* [EXCERPT]

--------------------

Conor Friedersdorf (blogging at the Atlantic for Sullivan) notes the splintering off of much sports journalism (and, hence, readership) from major newspapers. In other words: niche journalism foils the dailies once again. Many, many newspaper sales still depend on their sports sections to sell papers, so when readers turn to ESPN channels and websites (now tailoring to local media markets) it picks off eyeballs from dead-tree land.

Now I'm not saying there's any parallel with arts sections. On the contrary. "We" are depending on those sports fans, too, to subsidize theatre coverage. (No players, no plays.) But Friedersdorf's read on the "disaggregation of newspaper content" reveals some wide-reaching implications, I think.

The disaggregation of newspaper content is an inevitability. Was there civic utility in the fact that a guy going for the sports page happened to see what his local mayor was up to by virtue of flipping through the sections? Sure, but that is a rather small matter. As I see it, "important" news is going to have to stand on its own going forward, and the challenge for those who care about journalism is to nudge the culture toward valuing it properly once the "subsidies" -- the advertising and the sports section and style coverage and all the rest -- aren't available anymore.
I guess what I take away is that...maybe its time to embrace this "disaggregation" for arts coverage. We've already contemplated the bleak scenario of a theatre and theatre companies without newspapers to advertise, promote and cover them. But why wait until it's too late? It's time, maybe, for arts coverage--the kind of good, rigorous, analytical, and truly critical arts coverage featuring many different voices that's already been absent a long time from our "general interest" media--to go solo.

Over the last couple of decades, amidst the rise of the conglomerate media, we saw the theatre-only publication, for instance, vanish. (Remember Theater Week?) But now its time has come again, perhaps. It's only the medium of a print magazine that may be dead. But not the desire for the content.

3 comments:

Alison Croggon said...

This process is already well on the way in Australia, where theatre blogging is go, maybe because we have a strong culture of intelligent review blogs down our east coast that twins with what has always been slim coverage in the dailies. maybe because half the bloggers are also print critics. Perhaps the biggest shift, or the one that made people sit up, was when Theatre Notes was the first blogger to tin the Geraldine Pascall Critic of the Year prize earlier this year, a substantial prize that includes all genres of criticism.

Playgoer said...

Congratulations, Alison! That's great news--both for you and for all blogging kind.

Yes, the day a blogger wins the George Jean Nathan Award here will indeed be a watershed.

Anonymous said...

This has been obvious for a very long time -- ever since papers like the Voice, the LA Weekly, NY Mag, NY Press, et al -- began the slow erosion of space for theater coverage over the last dozen years. The question, Playgoer, is how people who writ good, rigorous, analytical and truly critical arts coverage to get paid for their labor (and, for those with more reportorial bent, have the time it takes to focus on following a beat.) Or will theater writing only be available as a hobby to the independently wealthy?

--------------------

* [EXERCISE DIRECTIONS] In the blog post about newspaper arts coverage, which theater-only publication is named as one that vanished? The entries that follow have no connection to the blog post above.

--------------------

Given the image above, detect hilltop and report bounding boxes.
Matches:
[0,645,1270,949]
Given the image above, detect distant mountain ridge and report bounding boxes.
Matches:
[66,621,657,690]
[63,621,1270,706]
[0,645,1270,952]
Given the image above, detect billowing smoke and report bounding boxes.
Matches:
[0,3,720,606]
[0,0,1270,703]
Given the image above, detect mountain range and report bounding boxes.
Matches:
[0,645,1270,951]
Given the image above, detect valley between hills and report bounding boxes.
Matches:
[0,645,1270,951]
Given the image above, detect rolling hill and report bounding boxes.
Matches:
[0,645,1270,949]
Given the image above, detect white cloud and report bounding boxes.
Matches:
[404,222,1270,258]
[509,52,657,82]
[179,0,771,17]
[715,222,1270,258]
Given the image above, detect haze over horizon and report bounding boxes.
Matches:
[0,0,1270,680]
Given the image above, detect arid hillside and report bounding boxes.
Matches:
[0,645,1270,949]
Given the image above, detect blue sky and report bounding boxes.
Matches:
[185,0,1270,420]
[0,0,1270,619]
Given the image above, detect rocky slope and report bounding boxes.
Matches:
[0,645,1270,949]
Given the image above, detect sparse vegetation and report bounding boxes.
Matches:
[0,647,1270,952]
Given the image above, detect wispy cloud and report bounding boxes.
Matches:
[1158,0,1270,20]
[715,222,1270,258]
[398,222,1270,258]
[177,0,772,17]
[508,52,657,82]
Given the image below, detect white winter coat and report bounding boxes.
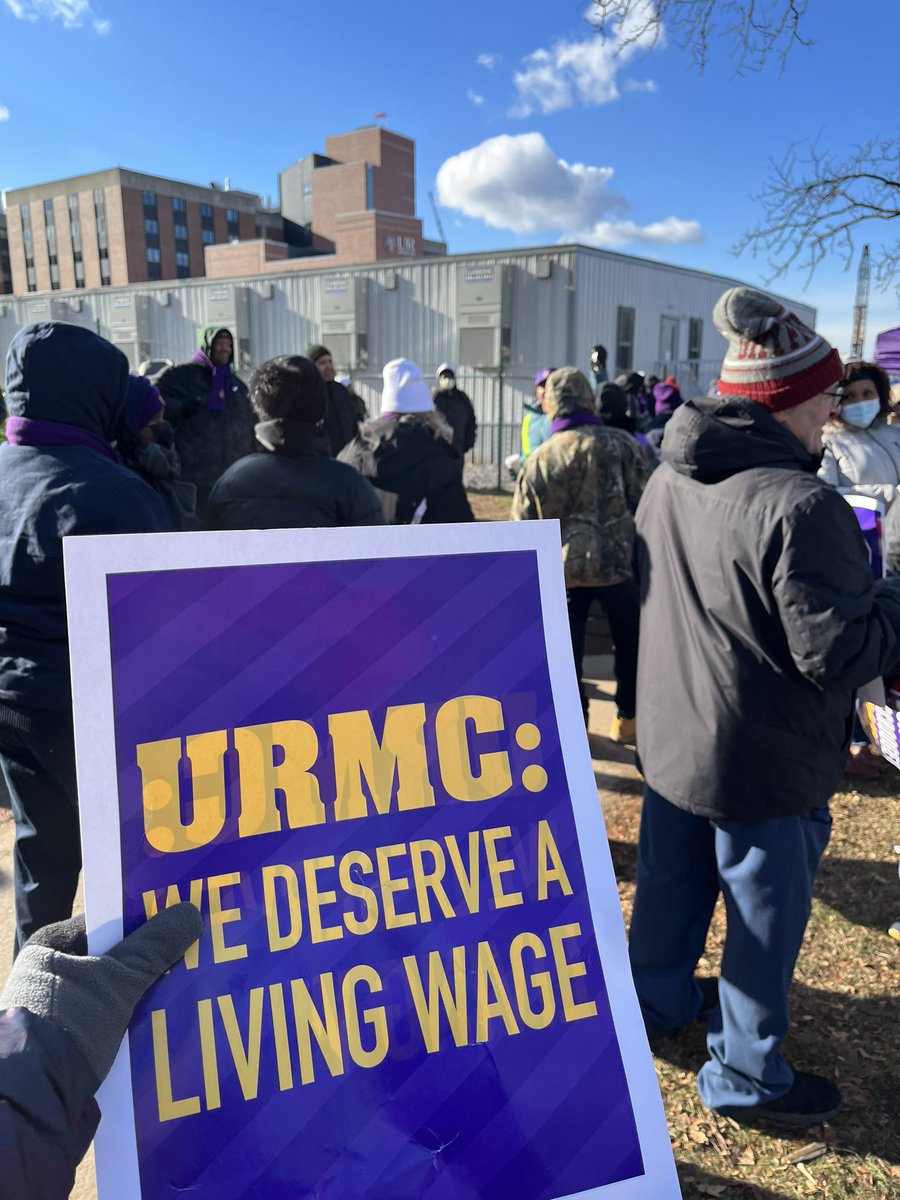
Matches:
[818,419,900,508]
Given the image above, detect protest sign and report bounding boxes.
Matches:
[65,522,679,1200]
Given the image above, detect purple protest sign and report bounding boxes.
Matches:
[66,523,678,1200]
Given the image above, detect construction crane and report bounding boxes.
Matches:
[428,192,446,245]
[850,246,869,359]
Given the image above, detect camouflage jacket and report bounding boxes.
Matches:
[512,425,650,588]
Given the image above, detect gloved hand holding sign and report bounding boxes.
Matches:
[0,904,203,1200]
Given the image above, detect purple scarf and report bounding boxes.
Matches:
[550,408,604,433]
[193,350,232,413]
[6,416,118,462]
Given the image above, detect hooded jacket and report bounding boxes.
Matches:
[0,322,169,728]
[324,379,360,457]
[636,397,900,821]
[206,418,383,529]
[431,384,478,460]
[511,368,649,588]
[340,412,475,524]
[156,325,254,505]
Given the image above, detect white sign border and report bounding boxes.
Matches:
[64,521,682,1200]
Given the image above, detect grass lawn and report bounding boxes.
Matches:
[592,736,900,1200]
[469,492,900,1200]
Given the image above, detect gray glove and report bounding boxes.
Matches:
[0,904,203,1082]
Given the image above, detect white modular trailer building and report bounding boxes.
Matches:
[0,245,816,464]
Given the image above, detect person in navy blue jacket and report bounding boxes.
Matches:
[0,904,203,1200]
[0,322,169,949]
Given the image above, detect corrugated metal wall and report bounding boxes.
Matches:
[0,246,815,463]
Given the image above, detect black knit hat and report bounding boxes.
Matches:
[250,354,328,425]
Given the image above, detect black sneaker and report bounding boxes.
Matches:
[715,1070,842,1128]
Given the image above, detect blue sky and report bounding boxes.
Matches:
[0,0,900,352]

--------------------

* [WRITTEN ANSWER] Theater Week